[TASK TO CARRY OUT]: Copy the data exactly. Images are the one exception.
[[ DATASET ENTRIES, beginning ]]
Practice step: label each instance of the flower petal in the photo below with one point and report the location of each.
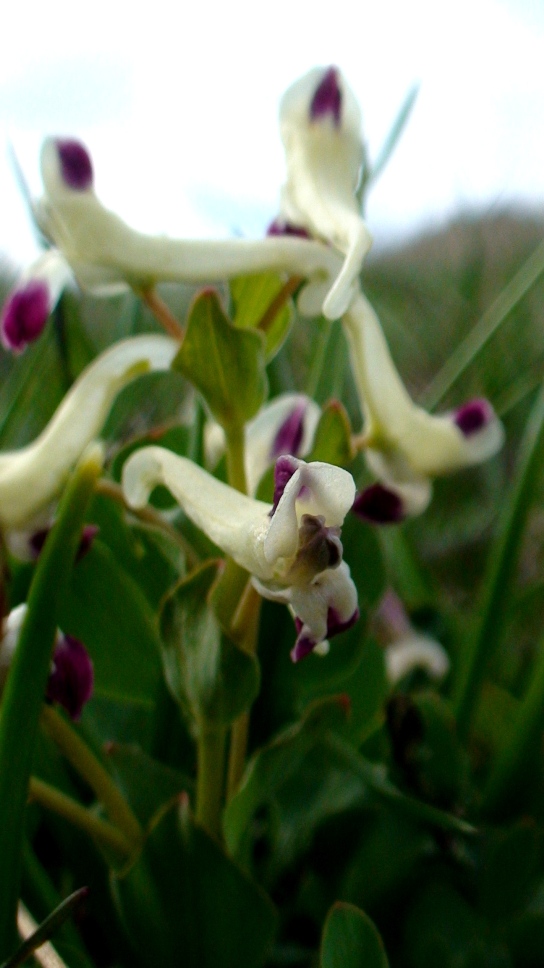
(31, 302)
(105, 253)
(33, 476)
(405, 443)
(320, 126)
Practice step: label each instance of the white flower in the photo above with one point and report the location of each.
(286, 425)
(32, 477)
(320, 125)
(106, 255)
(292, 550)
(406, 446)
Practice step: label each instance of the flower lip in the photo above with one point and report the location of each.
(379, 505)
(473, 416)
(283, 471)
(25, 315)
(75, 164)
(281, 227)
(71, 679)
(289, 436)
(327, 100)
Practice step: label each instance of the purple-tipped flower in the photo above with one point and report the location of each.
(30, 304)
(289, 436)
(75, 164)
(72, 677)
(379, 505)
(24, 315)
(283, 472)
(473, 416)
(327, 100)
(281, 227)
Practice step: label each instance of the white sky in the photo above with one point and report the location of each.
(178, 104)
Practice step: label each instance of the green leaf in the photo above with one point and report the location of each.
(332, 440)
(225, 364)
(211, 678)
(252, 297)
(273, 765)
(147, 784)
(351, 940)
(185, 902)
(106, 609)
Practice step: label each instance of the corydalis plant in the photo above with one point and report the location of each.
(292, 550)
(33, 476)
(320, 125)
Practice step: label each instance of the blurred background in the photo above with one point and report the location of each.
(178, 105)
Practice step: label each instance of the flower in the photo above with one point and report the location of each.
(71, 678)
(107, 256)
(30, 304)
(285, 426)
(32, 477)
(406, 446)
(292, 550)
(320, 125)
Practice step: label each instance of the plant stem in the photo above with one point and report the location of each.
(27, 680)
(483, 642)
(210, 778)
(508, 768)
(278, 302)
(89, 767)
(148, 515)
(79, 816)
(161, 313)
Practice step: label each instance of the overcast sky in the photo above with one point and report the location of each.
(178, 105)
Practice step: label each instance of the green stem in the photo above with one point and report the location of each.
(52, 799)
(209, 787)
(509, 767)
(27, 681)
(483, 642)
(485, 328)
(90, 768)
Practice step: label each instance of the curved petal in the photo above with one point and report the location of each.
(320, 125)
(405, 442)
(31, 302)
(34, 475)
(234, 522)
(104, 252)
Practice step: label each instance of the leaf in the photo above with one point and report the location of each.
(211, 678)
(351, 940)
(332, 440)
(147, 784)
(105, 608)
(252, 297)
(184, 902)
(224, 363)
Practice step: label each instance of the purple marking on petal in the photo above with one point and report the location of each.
[[ DATASET ENTRIES, end ]]
[EXERCISE SOLUTION]:
Practice step: label each instance of the flower petal in the photo below with one point and report the location of each.
(31, 302)
(105, 253)
(33, 476)
(405, 443)
(320, 126)
Practice step: label each instance of the white flower in the photo above with one point and report the location of each.
(286, 425)
(32, 477)
(320, 125)
(106, 255)
(292, 550)
(406, 446)
Practice step: label each instance of the flower lip in the photo above with one point and report the location of each.
(379, 505)
(473, 416)
(283, 471)
(25, 315)
(75, 164)
(281, 227)
(71, 679)
(289, 436)
(327, 100)
Practice step: label each instance of the purple-tipped flower in the photo above with one point and report the location of each.
(30, 304)
(289, 436)
(75, 164)
(72, 677)
(379, 505)
(24, 315)
(283, 472)
(473, 416)
(327, 100)
(281, 227)
Practice step: label each instance of the white sky in the photo above with one point and report the location of each.
(178, 104)
Practice step: label each instance of the green leaf in the photo above with one point and report the location of each.
(332, 440)
(225, 364)
(211, 678)
(252, 297)
(273, 765)
(147, 784)
(351, 940)
(185, 902)
(106, 609)
Practice step: label each instance of the corydalis plant in the photo above with one point and report the location of each.
(292, 550)
(33, 476)
(320, 125)
Practice step: label each instance of the blurred background in the photo above with one point and report the location of each.
(178, 105)
Practice step: label each instance of the flower in the photo above with one point and report the location of each.
(71, 678)
(107, 256)
(30, 304)
(285, 426)
(32, 477)
(406, 446)
(292, 550)
(320, 125)
Practice step: label each instance of the plant stem in the photo above with one point and report the location of each.
(27, 680)
(483, 642)
(210, 778)
(508, 768)
(278, 302)
(89, 767)
(148, 515)
(79, 816)
(161, 313)
Practice step: label each instance of the overcast sky in the photo above with one point and report the location of each.
(178, 105)
Practice step: label each instance of the green stem in the photo above with one point and report the location of each.
(52, 799)
(209, 787)
(509, 767)
(27, 681)
(483, 642)
(485, 328)
(90, 768)
Practice step: label each instance of the curved petal in the photo above with one point and report the location of each.
(320, 125)
(405, 442)
(31, 302)
(34, 475)
(234, 522)
(104, 252)
Practice step: label each instance of the leaf in the photo above with one point and report the location of each.
(211, 678)
(351, 940)
(332, 440)
(147, 784)
(105, 608)
(252, 297)
(184, 902)
(224, 363)
Practice step: label each instance of the purple marking on petal in the photo above with one point and report the location of each.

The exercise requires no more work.